_WHAT IS NEEDED_
Would you filter these records and copy every line that has the word "surface"?

_DATASET EXCERPTS_
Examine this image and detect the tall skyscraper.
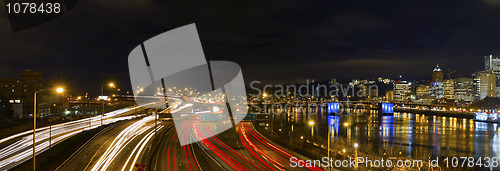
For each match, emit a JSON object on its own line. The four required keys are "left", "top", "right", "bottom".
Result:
{"left": 431, "top": 65, "right": 444, "bottom": 99}
{"left": 473, "top": 70, "right": 496, "bottom": 100}
{"left": 484, "top": 55, "right": 500, "bottom": 96}
{"left": 432, "top": 64, "right": 443, "bottom": 82}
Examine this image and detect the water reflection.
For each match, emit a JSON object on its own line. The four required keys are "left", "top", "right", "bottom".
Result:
{"left": 264, "top": 108, "right": 500, "bottom": 158}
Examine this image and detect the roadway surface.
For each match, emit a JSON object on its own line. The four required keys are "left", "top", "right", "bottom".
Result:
{"left": 31, "top": 97, "right": 321, "bottom": 171}
{"left": 0, "top": 104, "right": 152, "bottom": 170}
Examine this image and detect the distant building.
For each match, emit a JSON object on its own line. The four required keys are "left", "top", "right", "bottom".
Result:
{"left": 432, "top": 64, "right": 443, "bottom": 82}
{"left": 431, "top": 65, "right": 444, "bottom": 99}
{"left": 416, "top": 85, "right": 430, "bottom": 98}
{"left": 473, "top": 70, "right": 496, "bottom": 100}
{"left": 484, "top": 55, "right": 500, "bottom": 96}
{"left": 443, "top": 79, "right": 454, "bottom": 100}
{"left": 414, "top": 85, "right": 433, "bottom": 104}
{"left": 393, "top": 81, "right": 411, "bottom": 102}
{"left": 0, "top": 70, "right": 43, "bottom": 118}
{"left": 454, "top": 77, "right": 473, "bottom": 103}
{"left": 385, "top": 90, "right": 393, "bottom": 102}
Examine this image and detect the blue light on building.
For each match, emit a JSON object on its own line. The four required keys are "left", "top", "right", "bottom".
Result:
{"left": 327, "top": 102, "right": 341, "bottom": 114}
{"left": 380, "top": 103, "right": 394, "bottom": 114}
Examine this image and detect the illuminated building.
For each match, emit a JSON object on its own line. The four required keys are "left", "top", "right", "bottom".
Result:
{"left": 484, "top": 55, "right": 500, "bottom": 96}
{"left": 454, "top": 77, "right": 473, "bottom": 103}
{"left": 415, "top": 85, "right": 433, "bottom": 104}
{"left": 0, "top": 70, "right": 43, "bottom": 118}
{"left": 432, "top": 64, "right": 443, "bottom": 82}
{"left": 431, "top": 65, "right": 444, "bottom": 99}
{"left": 393, "top": 81, "right": 411, "bottom": 102}
{"left": 385, "top": 90, "right": 393, "bottom": 102}
{"left": 443, "top": 79, "right": 454, "bottom": 100}
{"left": 473, "top": 70, "right": 496, "bottom": 100}
{"left": 416, "top": 85, "right": 430, "bottom": 98}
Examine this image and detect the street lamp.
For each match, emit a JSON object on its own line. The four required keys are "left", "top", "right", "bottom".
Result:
{"left": 101, "top": 82, "right": 115, "bottom": 129}
{"left": 344, "top": 122, "right": 351, "bottom": 138}
{"left": 354, "top": 143, "right": 359, "bottom": 162}
{"left": 308, "top": 120, "right": 315, "bottom": 126}
{"left": 308, "top": 121, "right": 315, "bottom": 137}
{"left": 33, "top": 87, "right": 63, "bottom": 171}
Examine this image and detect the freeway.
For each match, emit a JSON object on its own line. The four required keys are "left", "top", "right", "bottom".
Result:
{"left": 0, "top": 103, "right": 153, "bottom": 170}
{"left": 54, "top": 96, "right": 320, "bottom": 171}
{"left": 148, "top": 119, "right": 321, "bottom": 171}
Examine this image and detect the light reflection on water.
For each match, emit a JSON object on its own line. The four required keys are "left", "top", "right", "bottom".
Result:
{"left": 266, "top": 107, "right": 500, "bottom": 158}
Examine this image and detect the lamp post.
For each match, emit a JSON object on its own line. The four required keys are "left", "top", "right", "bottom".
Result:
{"left": 354, "top": 143, "right": 359, "bottom": 162}
{"left": 101, "top": 83, "right": 114, "bottom": 129}
{"left": 344, "top": 122, "right": 350, "bottom": 138}
{"left": 33, "top": 87, "right": 63, "bottom": 171}
{"left": 308, "top": 120, "right": 315, "bottom": 137}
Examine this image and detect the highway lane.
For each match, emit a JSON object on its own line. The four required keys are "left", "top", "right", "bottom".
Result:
{"left": 149, "top": 96, "right": 321, "bottom": 170}
{"left": 55, "top": 117, "right": 145, "bottom": 171}
{"left": 148, "top": 116, "right": 321, "bottom": 171}
{"left": 150, "top": 119, "right": 230, "bottom": 171}
{"left": 54, "top": 96, "right": 321, "bottom": 171}
{"left": 89, "top": 115, "right": 162, "bottom": 171}
{"left": 191, "top": 121, "right": 320, "bottom": 171}
{"left": 238, "top": 122, "right": 322, "bottom": 171}
{"left": 0, "top": 103, "right": 154, "bottom": 170}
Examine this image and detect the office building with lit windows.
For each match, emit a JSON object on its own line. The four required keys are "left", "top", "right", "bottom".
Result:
{"left": 454, "top": 77, "right": 473, "bottom": 103}
{"left": 484, "top": 55, "right": 500, "bottom": 96}
{"left": 0, "top": 70, "right": 43, "bottom": 118}
{"left": 393, "top": 81, "right": 411, "bottom": 102}
{"left": 443, "top": 79, "right": 454, "bottom": 100}
{"left": 473, "top": 70, "right": 496, "bottom": 100}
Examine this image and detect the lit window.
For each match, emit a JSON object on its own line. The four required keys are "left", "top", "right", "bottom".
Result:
{"left": 15, "top": 100, "right": 20, "bottom": 103}
{"left": 9, "top": 100, "right": 14, "bottom": 103}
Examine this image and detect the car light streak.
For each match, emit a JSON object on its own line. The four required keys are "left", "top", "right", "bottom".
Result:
{"left": 0, "top": 103, "right": 154, "bottom": 170}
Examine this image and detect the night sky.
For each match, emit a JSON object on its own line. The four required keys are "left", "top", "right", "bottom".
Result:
{"left": 1, "top": 0, "right": 500, "bottom": 95}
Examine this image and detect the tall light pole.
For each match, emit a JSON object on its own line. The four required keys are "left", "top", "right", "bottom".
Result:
{"left": 101, "top": 82, "right": 114, "bottom": 130}
{"left": 33, "top": 87, "right": 63, "bottom": 171}
{"left": 308, "top": 120, "right": 315, "bottom": 137}
{"left": 354, "top": 143, "right": 359, "bottom": 162}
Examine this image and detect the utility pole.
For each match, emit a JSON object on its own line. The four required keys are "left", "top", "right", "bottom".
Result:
{"left": 101, "top": 86, "right": 104, "bottom": 130}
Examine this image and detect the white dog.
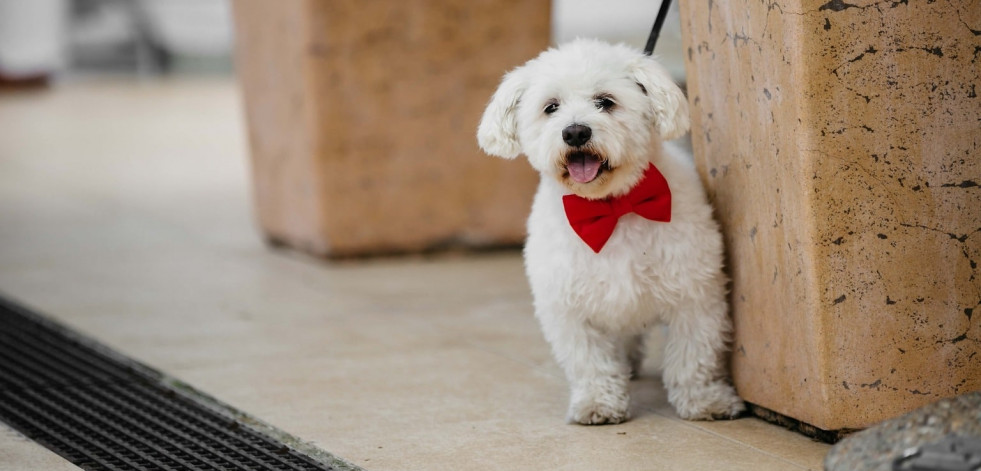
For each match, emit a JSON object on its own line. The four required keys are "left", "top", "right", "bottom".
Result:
{"left": 477, "top": 39, "right": 744, "bottom": 424}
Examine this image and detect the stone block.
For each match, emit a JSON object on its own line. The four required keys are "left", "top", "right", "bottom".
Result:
{"left": 232, "top": 0, "right": 547, "bottom": 256}
{"left": 680, "top": 0, "right": 980, "bottom": 431}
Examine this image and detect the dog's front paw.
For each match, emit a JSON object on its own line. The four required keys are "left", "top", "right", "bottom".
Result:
{"left": 567, "top": 381, "right": 630, "bottom": 425}
{"left": 670, "top": 381, "right": 745, "bottom": 421}
{"left": 568, "top": 399, "right": 629, "bottom": 425}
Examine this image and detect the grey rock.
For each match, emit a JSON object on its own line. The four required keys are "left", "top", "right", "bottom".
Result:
{"left": 825, "top": 392, "right": 981, "bottom": 471}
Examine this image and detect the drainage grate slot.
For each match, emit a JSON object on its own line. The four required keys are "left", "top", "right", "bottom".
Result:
{"left": 0, "top": 296, "right": 337, "bottom": 471}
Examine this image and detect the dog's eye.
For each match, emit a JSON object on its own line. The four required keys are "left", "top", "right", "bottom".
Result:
{"left": 544, "top": 102, "right": 559, "bottom": 115}
{"left": 595, "top": 97, "right": 616, "bottom": 111}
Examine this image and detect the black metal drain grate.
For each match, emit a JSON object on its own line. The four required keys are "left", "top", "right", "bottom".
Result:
{"left": 0, "top": 296, "right": 339, "bottom": 471}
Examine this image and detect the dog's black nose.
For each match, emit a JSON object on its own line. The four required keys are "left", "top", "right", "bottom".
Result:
{"left": 562, "top": 124, "right": 592, "bottom": 147}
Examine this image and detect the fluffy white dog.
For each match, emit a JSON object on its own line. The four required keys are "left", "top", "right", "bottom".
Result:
{"left": 477, "top": 39, "right": 744, "bottom": 424}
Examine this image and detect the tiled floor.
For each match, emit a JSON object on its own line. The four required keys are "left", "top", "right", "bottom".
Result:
{"left": 0, "top": 78, "right": 830, "bottom": 470}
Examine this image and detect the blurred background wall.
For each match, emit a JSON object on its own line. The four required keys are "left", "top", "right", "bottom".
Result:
{"left": 0, "top": 0, "right": 684, "bottom": 82}
{"left": 0, "top": 0, "right": 234, "bottom": 79}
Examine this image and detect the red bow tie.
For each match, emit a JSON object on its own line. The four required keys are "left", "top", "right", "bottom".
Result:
{"left": 562, "top": 163, "right": 672, "bottom": 253}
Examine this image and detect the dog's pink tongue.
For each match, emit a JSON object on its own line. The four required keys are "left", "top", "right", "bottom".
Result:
{"left": 568, "top": 154, "right": 601, "bottom": 183}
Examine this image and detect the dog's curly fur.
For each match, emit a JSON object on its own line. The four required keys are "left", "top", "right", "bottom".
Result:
{"left": 477, "top": 39, "right": 744, "bottom": 424}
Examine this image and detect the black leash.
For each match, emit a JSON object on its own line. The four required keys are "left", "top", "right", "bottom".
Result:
{"left": 643, "top": 0, "right": 673, "bottom": 56}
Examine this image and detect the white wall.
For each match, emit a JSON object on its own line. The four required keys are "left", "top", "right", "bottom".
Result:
{"left": 552, "top": 0, "right": 686, "bottom": 81}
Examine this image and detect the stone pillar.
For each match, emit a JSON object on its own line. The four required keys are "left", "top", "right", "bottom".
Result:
{"left": 680, "top": 0, "right": 981, "bottom": 431}
{"left": 232, "top": 0, "right": 547, "bottom": 257}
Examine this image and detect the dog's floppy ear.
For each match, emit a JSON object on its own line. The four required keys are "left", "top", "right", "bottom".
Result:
{"left": 632, "top": 57, "right": 690, "bottom": 140}
{"left": 477, "top": 66, "right": 528, "bottom": 159}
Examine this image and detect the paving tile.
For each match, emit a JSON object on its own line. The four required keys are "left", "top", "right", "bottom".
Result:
{"left": 0, "top": 424, "right": 80, "bottom": 471}
{"left": 173, "top": 347, "right": 814, "bottom": 471}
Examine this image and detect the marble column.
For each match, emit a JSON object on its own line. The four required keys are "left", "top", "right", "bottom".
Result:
{"left": 232, "top": 0, "right": 547, "bottom": 256}
{"left": 680, "top": 0, "right": 981, "bottom": 431}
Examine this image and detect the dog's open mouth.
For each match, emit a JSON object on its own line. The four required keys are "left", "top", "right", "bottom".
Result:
{"left": 565, "top": 151, "right": 611, "bottom": 184}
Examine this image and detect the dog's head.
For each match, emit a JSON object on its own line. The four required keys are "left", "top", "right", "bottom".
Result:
{"left": 477, "top": 39, "right": 688, "bottom": 200}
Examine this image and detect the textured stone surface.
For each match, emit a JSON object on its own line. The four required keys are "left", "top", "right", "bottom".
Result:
{"left": 232, "top": 0, "right": 546, "bottom": 256}
{"left": 680, "top": 0, "right": 981, "bottom": 430}
{"left": 825, "top": 392, "right": 981, "bottom": 471}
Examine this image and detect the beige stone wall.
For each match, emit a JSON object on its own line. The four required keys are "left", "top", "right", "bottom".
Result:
{"left": 233, "top": 0, "right": 547, "bottom": 256}
{"left": 680, "top": 0, "right": 980, "bottom": 430}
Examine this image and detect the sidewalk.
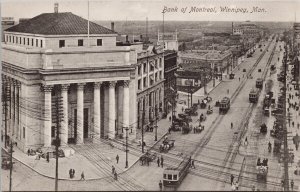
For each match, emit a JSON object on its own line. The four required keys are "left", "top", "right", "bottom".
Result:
{"left": 285, "top": 63, "right": 300, "bottom": 191}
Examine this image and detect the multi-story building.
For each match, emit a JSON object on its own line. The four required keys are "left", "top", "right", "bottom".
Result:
{"left": 163, "top": 50, "right": 178, "bottom": 114}
{"left": 293, "top": 23, "right": 300, "bottom": 89}
{"left": 134, "top": 44, "right": 165, "bottom": 131}
{"left": 1, "top": 11, "right": 138, "bottom": 152}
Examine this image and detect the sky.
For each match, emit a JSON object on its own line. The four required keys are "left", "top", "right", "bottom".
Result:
{"left": 1, "top": 0, "right": 300, "bottom": 22}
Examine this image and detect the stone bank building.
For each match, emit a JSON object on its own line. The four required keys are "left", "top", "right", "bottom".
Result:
{"left": 1, "top": 12, "right": 139, "bottom": 152}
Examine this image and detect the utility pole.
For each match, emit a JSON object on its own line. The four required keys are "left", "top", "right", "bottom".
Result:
{"left": 124, "top": 126, "right": 129, "bottom": 168}
{"left": 53, "top": 93, "right": 63, "bottom": 192}
{"left": 3, "top": 81, "right": 9, "bottom": 148}
{"left": 141, "top": 110, "right": 145, "bottom": 153}
{"left": 154, "top": 106, "right": 158, "bottom": 141}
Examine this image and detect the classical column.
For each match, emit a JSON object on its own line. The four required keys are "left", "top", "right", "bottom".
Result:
{"left": 108, "top": 81, "right": 116, "bottom": 139}
{"left": 122, "top": 80, "right": 130, "bottom": 137}
{"left": 77, "top": 83, "right": 85, "bottom": 144}
{"left": 94, "top": 82, "right": 102, "bottom": 135}
{"left": 61, "top": 84, "right": 69, "bottom": 146}
{"left": 42, "top": 85, "right": 53, "bottom": 147}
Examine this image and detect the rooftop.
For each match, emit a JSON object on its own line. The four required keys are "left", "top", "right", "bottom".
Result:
{"left": 180, "top": 50, "right": 231, "bottom": 61}
{"left": 5, "top": 12, "right": 116, "bottom": 35}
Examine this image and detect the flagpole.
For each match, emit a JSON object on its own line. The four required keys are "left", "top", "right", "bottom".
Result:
{"left": 88, "top": 0, "right": 90, "bottom": 47}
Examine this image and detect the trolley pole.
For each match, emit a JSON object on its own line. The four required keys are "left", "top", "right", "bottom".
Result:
{"left": 124, "top": 127, "right": 129, "bottom": 168}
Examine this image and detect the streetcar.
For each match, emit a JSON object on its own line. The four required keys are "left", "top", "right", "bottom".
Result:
{"left": 249, "top": 89, "right": 260, "bottom": 103}
{"left": 162, "top": 156, "right": 191, "bottom": 187}
{"left": 256, "top": 78, "right": 263, "bottom": 89}
{"left": 219, "top": 97, "right": 230, "bottom": 114}
{"left": 256, "top": 158, "right": 268, "bottom": 181}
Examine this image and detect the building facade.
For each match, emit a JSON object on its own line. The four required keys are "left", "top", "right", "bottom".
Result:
{"left": 163, "top": 50, "right": 178, "bottom": 114}
{"left": 135, "top": 44, "right": 165, "bottom": 134}
{"left": 2, "top": 12, "right": 138, "bottom": 152}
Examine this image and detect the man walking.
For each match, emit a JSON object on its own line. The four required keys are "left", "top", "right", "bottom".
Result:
{"left": 116, "top": 154, "right": 119, "bottom": 164}
{"left": 291, "top": 180, "right": 294, "bottom": 191}
{"left": 157, "top": 157, "right": 160, "bottom": 167}
{"left": 46, "top": 152, "right": 49, "bottom": 163}
{"left": 159, "top": 180, "right": 162, "bottom": 191}
{"left": 80, "top": 171, "right": 85, "bottom": 180}
{"left": 231, "top": 174, "right": 234, "bottom": 185}
{"left": 161, "top": 156, "right": 164, "bottom": 168}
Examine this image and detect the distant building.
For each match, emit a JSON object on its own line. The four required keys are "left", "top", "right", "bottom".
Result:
{"left": 157, "top": 31, "right": 178, "bottom": 51}
{"left": 233, "top": 22, "right": 263, "bottom": 38}
{"left": 1, "top": 17, "right": 15, "bottom": 42}
{"left": 2, "top": 11, "right": 138, "bottom": 152}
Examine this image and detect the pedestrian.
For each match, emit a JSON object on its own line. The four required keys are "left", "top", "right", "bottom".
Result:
{"left": 80, "top": 171, "right": 85, "bottom": 180}
{"left": 252, "top": 185, "right": 256, "bottom": 191}
{"left": 46, "top": 152, "right": 49, "bottom": 163}
{"left": 169, "top": 116, "right": 171, "bottom": 122}
{"left": 191, "top": 160, "right": 195, "bottom": 169}
{"left": 159, "top": 180, "right": 163, "bottom": 191}
{"left": 182, "top": 107, "right": 184, "bottom": 112}
{"left": 235, "top": 181, "right": 239, "bottom": 190}
{"left": 292, "top": 121, "right": 295, "bottom": 127}
{"left": 231, "top": 122, "right": 233, "bottom": 129}
{"left": 69, "top": 169, "right": 72, "bottom": 178}
{"left": 291, "top": 180, "right": 294, "bottom": 190}
{"left": 112, "top": 165, "right": 115, "bottom": 174}
{"left": 116, "top": 154, "right": 119, "bottom": 164}
{"left": 231, "top": 174, "right": 234, "bottom": 185}
{"left": 168, "top": 127, "right": 171, "bottom": 134}
{"left": 239, "top": 77, "right": 240, "bottom": 82}
{"left": 27, "top": 149, "right": 30, "bottom": 156}
{"left": 157, "top": 157, "right": 160, "bottom": 167}
{"left": 114, "top": 171, "right": 118, "bottom": 180}
{"left": 298, "top": 123, "right": 299, "bottom": 129}
{"left": 71, "top": 169, "right": 75, "bottom": 178}
{"left": 161, "top": 156, "right": 164, "bottom": 168}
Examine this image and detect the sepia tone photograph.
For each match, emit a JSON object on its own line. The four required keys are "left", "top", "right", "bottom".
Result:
{"left": 1, "top": 0, "right": 300, "bottom": 191}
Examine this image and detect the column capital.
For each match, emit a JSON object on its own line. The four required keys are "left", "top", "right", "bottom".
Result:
{"left": 61, "top": 84, "right": 70, "bottom": 92}
{"left": 94, "top": 82, "right": 103, "bottom": 89}
{"left": 108, "top": 81, "right": 117, "bottom": 88}
{"left": 42, "top": 84, "right": 53, "bottom": 92}
{"left": 123, "top": 80, "right": 130, "bottom": 88}
{"left": 77, "top": 83, "right": 85, "bottom": 90}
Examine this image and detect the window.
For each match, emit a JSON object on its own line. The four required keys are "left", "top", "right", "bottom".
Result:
{"left": 143, "top": 63, "right": 147, "bottom": 73}
{"left": 78, "top": 39, "right": 83, "bottom": 46}
{"left": 23, "top": 37, "right": 25, "bottom": 45}
{"left": 27, "top": 38, "right": 29, "bottom": 45}
{"left": 173, "top": 175, "right": 177, "bottom": 180}
{"left": 23, "top": 127, "right": 25, "bottom": 139}
{"left": 12, "top": 36, "right": 14, "bottom": 43}
{"left": 40, "top": 40, "right": 43, "bottom": 47}
{"left": 138, "top": 66, "right": 141, "bottom": 75}
{"left": 9, "top": 36, "right": 11, "bottom": 42}
{"left": 16, "top": 36, "right": 18, "bottom": 44}
{"left": 97, "top": 39, "right": 102, "bottom": 46}
{"left": 59, "top": 40, "right": 65, "bottom": 48}
{"left": 51, "top": 126, "right": 55, "bottom": 137}
{"left": 143, "top": 77, "right": 147, "bottom": 87}
{"left": 36, "top": 39, "right": 38, "bottom": 47}
{"left": 32, "top": 38, "right": 34, "bottom": 46}
{"left": 159, "top": 58, "right": 162, "bottom": 68}
{"left": 138, "top": 80, "right": 141, "bottom": 90}
{"left": 163, "top": 174, "right": 166, "bottom": 179}
{"left": 168, "top": 174, "right": 172, "bottom": 180}
{"left": 19, "top": 37, "right": 21, "bottom": 44}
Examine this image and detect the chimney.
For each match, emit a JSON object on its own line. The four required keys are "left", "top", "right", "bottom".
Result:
{"left": 54, "top": 3, "right": 59, "bottom": 13}
{"left": 111, "top": 22, "right": 115, "bottom": 32}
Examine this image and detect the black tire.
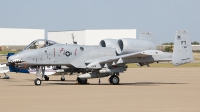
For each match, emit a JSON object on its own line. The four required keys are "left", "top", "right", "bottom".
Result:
{"left": 108, "top": 78, "right": 111, "bottom": 83}
{"left": 108, "top": 75, "right": 113, "bottom": 84}
{"left": 44, "top": 75, "right": 49, "bottom": 81}
{"left": 34, "top": 78, "right": 42, "bottom": 86}
{"left": 77, "top": 77, "right": 87, "bottom": 84}
{"left": 110, "top": 75, "right": 120, "bottom": 85}
{"left": 109, "top": 75, "right": 115, "bottom": 84}
{"left": 61, "top": 77, "right": 65, "bottom": 81}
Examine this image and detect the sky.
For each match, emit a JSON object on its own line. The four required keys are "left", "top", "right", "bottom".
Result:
{"left": 0, "top": 0, "right": 199, "bottom": 45}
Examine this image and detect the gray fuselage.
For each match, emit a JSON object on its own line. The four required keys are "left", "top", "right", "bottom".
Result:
{"left": 8, "top": 44, "right": 116, "bottom": 68}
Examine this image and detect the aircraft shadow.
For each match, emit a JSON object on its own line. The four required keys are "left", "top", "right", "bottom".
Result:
{"left": 0, "top": 78, "right": 19, "bottom": 82}
{"left": 0, "top": 78, "right": 10, "bottom": 80}
{"left": 45, "top": 80, "right": 77, "bottom": 82}
{"left": 25, "top": 79, "right": 77, "bottom": 82}
{"left": 8, "top": 80, "right": 188, "bottom": 86}
{"left": 44, "top": 82, "right": 188, "bottom": 86}
{"left": 120, "top": 82, "right": 187, "bottom": 86}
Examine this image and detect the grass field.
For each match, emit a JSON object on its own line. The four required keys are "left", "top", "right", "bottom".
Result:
{"left": 0, "top": 51, "right": 18, "bottom": 54}
{"left": 193, "top": 52, "right": 200, "bottom": 61}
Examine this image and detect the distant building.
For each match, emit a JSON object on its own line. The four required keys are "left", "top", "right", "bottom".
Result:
{"left": 0, "top": 28, "right": 45, "bottom": 51}
{"left": 191, "top": 45, "right": 200, "bottom": 52}
{"left": 48, "top": 29, "right": 136, "bottom": 45}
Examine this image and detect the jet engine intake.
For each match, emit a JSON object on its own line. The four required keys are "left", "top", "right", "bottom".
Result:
{"left": 99, "top": 39, "right": 118, "bottom": 48}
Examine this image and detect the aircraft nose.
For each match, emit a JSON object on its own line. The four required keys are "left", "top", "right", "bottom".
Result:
{"left": 8, "top": 54, "right": 22, "bottom": 63}
{"left": 8, "top": 51, "right": 39, "bottom": 64}
{"left": 8, "top": 54, "right": 15, "bottom": 62}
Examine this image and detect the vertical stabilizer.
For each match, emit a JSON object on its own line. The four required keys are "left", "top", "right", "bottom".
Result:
{"left": 172, "top": 30, "right": 193, "bottom": 66}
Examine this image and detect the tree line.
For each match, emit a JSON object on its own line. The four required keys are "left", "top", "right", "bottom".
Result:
{"left": 161, "top": 41, "right": 200, "bottom": 52}
{"left": 162, "top": 41, "right": 200, "bottom": 45}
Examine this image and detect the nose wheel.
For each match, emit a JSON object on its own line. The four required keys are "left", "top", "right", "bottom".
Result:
{"left": 34, "top": 66, "right": 44, "bottom": 86}
{"left": 34, "top": 78, "right": 42, "bottom": 85}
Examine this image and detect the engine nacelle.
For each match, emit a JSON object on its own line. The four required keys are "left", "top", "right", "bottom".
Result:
{"left": 116, "top": 38, "right": 156, "bottom": 55}
{"left": 99, "top": 39, "right": 118, "bottom": 48}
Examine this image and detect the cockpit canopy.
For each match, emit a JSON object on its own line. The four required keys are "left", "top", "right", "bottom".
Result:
{"left": 24, "top": 39, "right": 57, "bottom": 50}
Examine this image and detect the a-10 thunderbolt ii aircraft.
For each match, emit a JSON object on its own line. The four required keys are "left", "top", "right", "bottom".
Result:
{"left": 7, "top": 30, "right": 193, "bottom": 86}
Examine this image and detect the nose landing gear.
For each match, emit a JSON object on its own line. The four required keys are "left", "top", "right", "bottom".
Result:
{"left": 34, "top": 66, "right": 45, "bottom": 86}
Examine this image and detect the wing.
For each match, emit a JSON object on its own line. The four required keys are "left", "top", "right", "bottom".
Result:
{"left": 86, "top": 50, "right": 172, "bottom": 69}
{"left": 86, "top": 31, "right": 194, "bottom": 69}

_EXERCISE ANSWER_
Examine this image and detect the roadway surface.
Examine this image and detect the textured stone surface.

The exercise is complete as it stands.